Stated exercise 1:
Can you copy the passage on stock car racing tricks word for word from "One of the tricks" to "the engine over."?

Text to read:
+ + + + +

Stock car racers have for many years known that they could increase performance with numerous tricks, some of which are useful to us, and some of which are not.
One of the tricks that has significant benefit is to take your brake rotors and turn them with a .005 shim or so stuck in one side of the machine so the rotor ends up with a wobble. This wobble is not the same as a warped rotor, as the two faces of the rotor are still completely flat and parallel, but the result is that the rotor pushes the brake caliper piston back so the pads are not in full contact with the rotor until you step on the brakes. Disk brake calipers do NOT retract as drum brake shoes do, they just lose their clamping pressure when you let off. There can be a shocking amount of brake drag on vehicles with disk brakes.

Another stock car racer's trick is the windage tray, which is inside the oil pan, and reduces the "motoring torque" of the engine. That means the power required to spin the engine over.

+ + + + +

Stated exercise 2:
Can you write out every line of the records below again, requests included, with 86 added to each coordinate in the point answers, and leave the pictures out?

Data listing:

+ + + + +

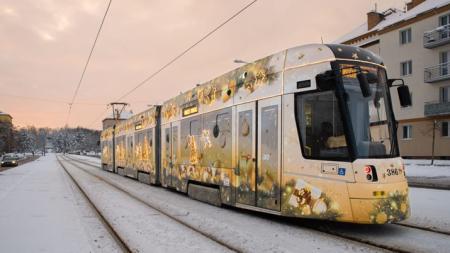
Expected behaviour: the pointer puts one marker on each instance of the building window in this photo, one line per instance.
(407, 132)
(444, 129)
(444, 94)
(406, 68)
(443, 63)
(405, 36)
(444, 21)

+ + + + +

Task response 1:
One of the tricks that has significant benefit is to take your brake rotors and turn them with a .005 shim or so stuck in one side of the machine so the rotor ends up with a wobble. This wobble is not the same as a warped rotor, as the two faces of the rotor are still completely flat and parallel, but the result is that the rotor pushes the brake caliper piston back so the pads are not in full contact with the rotor until you step on the brakes. Disk brake calipers do NOT retract as drum brake shoes do, they just lose their clamping pressure when you let off. There can be a shocking amount of brake drag on vehicles with disk brakes.

Another stock car racer's trick is the windage tray, which is inside the oil pan, and reduces the "motoring torque" of the engine. That means the power required to spin the engine over.

Task response 2:
Expected behaviour: the pointer puts one marker on each instance of the building window in this photo, one line per instance.
(493, 218)
(530, 215)
(530, 180)
(492, 154)
(529, 149)
(491, 122)
(530, 107)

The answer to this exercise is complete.